**Passage shown**
________________________________________

Oh. Are these the same shaken investors who went to work a week after 9/11 tore a hole in their neighborhood? They don't seem to be so easily shaken to me.

American investors are exposed to MSM, just like everyone else, and that MSM, European as well as American, feeds a defeatist image of the war to the world, for its own political purposes. It takes a blogger (and the material is directly lifted by WSJ from Chrenkoff's blogsite) to notice that facts can be viewed from another angle.

And this, of course, upsets a lot of people (like you) who've completely bought the standard MSM has fed you. In fact, it almost seems you're... easily shaken.

10:46 PM  
Anonymous Anonymous said...

Puntti, that doesn't upset me. Your ignorant blindness does.

Recent news seems not so good.

I quote another source:

The attacks came a day after the US Senate unanimously approved an emergency spending bill authorising a further $82bn for US military operations in Iraq and Afghanistan, among other activities.

Money well spent? Hopefully. But for who? I think rather many US citizens still disagree on this.

9:43 AM  
Blogger Finnpundit said...

Anonymous, you cite two news sources, CNN and BBC, that have a clear anti-war bias. So it's no wonder they would frame the news in that way. Both of them are part of the MSM.

What Chrenkoff does is show there is another way to look at the facts. And you should attempt to do that, too, instead of being constantly suckered in by the MSM.

10:18 AM  
Anonymous Anonymous said...

Three questions if you've got the time: 1) What is the "MSM" and what isn't? 2) Isn't "another way of looking at the facts" just an alternative bias to the one you perceive in the "msm"? 3) Do you think that a bombing that kills 60 Iraqis isn't newsworthy? 4) If it is 'newsworthy', how can any media report it without then being open to having an "anti-war bias"?

Oopps... that's four questions. Sori. Kiitos.

2:03 PM  
Blogger Finnpundit said...

Main Stream Media is all television and news publications the world over who profit from reporting news. As there is always a profit motive involved, it is suspect, whether it is left-wing or right-wing. MSM earns its living (or earns its subsidies, same thing) by holding on to its target audience's attention. Therefore, there is an interest in creating controversy, or "drama", if you will, as the attention span of most human beings - who are naturally self-centered - is rather short.

Because the bias of MSM is based on self-preservation of their power and influence (they make their daily bread that way) it is very different from an alternative point-of-view which might hold that there really isn't that much to worry about. In Iraq, things are looking up, and that's not good for people (like journalists) who have to justify their jobs and existence by creating drama.

The notion that 60 people were killed in a bomb blast is news, but there are bomb blasts going off in Nepal that don't get anywhere near as much attention, since Americans aren't there, and anti-Americanism is a proven money-maker for MSM.

________________________________________

**Recorded data**

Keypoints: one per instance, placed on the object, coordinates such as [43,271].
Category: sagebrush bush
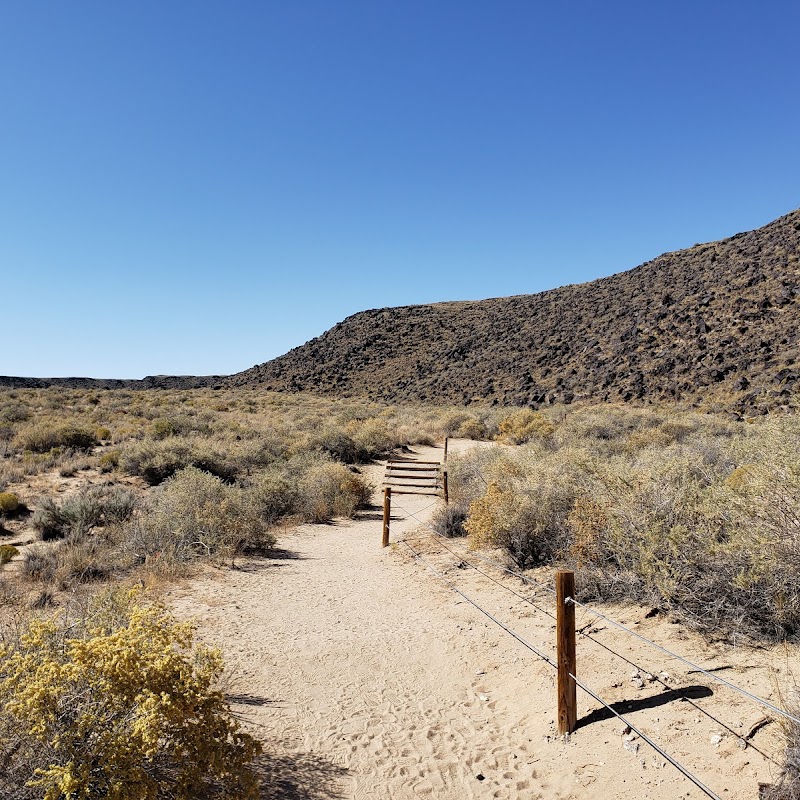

________________________________________

**Stated goal 1**
From the blog discussion on media bias and the Iraq war, reproduce word for word the part that opens with the words containing "And this, of" and closes with "among other activities.".
**Stated goal 2**
Write the next part of the blog discussion on media bias and the Iraq war, starting after its final sentence.

**Right answer 1**
And this, of course, upsets a lot of people (like you) who've completely bought the standard MSM has fed you. In fact, it almost seems you're... easily shaken.

10:46 PM  
Anonymous Anonymous said...

Puntti, that doesn't upset me. Your ignorant blindness does.

Recent news seems not so good.

I quote another source:

The attacks came a day after the US Senate unanimously approved an emergency spending bill authorising a further $82bn for US military operations in Iraq and Afghanistan, among other activities.

**Right answer 2**
The big suckers are the people who believe MSM, and who are not able to read between the lines: - unable to discern that the choice of words in describing an event are often based on bias. The blogosphere represents the first time in history that the people have the power to break the monopoly of MSM. And the wonderful thing about the blogosphere - which is growing exponentially - is that people are able to help other people in uncovering the bias of MSM.

Of course, some people, especially Europeans, will never break the habit, since they've been weaned on the concept that state news agencies are infallible.

3:12 PM  
Anonymous Anonymous said...

"Of course, some people, especially Europeans, will never break the habit, since they've been weaned on the concept that state news agencies are infallible."

As opposed to the Chinese. Or the Arab nations. Or the Latin Americans. Or... or...

What about bloggers making their money from click-thrus? Surely the best way to get a loyal audience is to just pick one line and stick to it (as you seem to be doing)? Then you get the people who agree with you and want reaffirmation that they are right; plus those who take contrary positions but have sado-masochistic tendencies (or at least the romantic notion that informed debate can actually change a free thinking person's opinion... there just seem to be fewer and fewer of those around today). I don't see how that differs from the "MSM" - they have to hold their target audience as well after all.

The other funny thing about blogs is that they continually reference the "MSM" - Chrenkoff himself does this. Look at where he gets his new: The Scotsman, ABC news, The Indian Express, The BBC, The IHT, The IWRP, Yahoo, Reliefweb etc etc. Its hardly like our indefatigable blogger is fearlessly cruising the roads of Iraq finding all this out is it? All he does is trawl the MSM looking for the good news in amongst the bad news. I'm not sure what that is besides an alternative spin. Having said that - good on him for setting it all out, but he might have a crappy day when he's in a foul mood and do exactly the same but from the opposite direction "more bad news from Iraq". I'm not sure what that would prove either.

The wonderful thing about Salam Pax and various similar if less famous blogs around the world is that they were doing "on the ground reporting", but a lot of political blogs are in a parasitic relationship with the "MSM". Just because you got a story from one blog who got it from another blog who got it from another blog still doesn't alter the fact that at the end of chain tends to be the evil "MSM".

There's nothing wrong with blogging, but freedom-lovin'-cowboys-out-on-the-frontier -of-the-new-cyber-age is just sooo 2000 darling. Time to get over yourself and climb down off that pedestal.

3:55 PM  
Blogger Finnpundit said...

You’re being a bit obtuse about the issues. Click-thrus are not a proven profit stream, so I don’t think you can claim that a profit motive is behind the blogger phenomenon. The fact remains most bloggers do it for other reasons than money. That is not the case with MSM jornalistic and editorial staffs.

Bloggers will also never replace journalists, but they are replacing the editorial staff within MSM that decides what is newsworthy, and how that bit of news should be presented. Although some bloggers might luck out and be on the spot at a news event, nobody seems to think that MSM journalists will be replaced completely. However, we might see MSM change, as the political power they once had erodes in the blogosphere’s favor.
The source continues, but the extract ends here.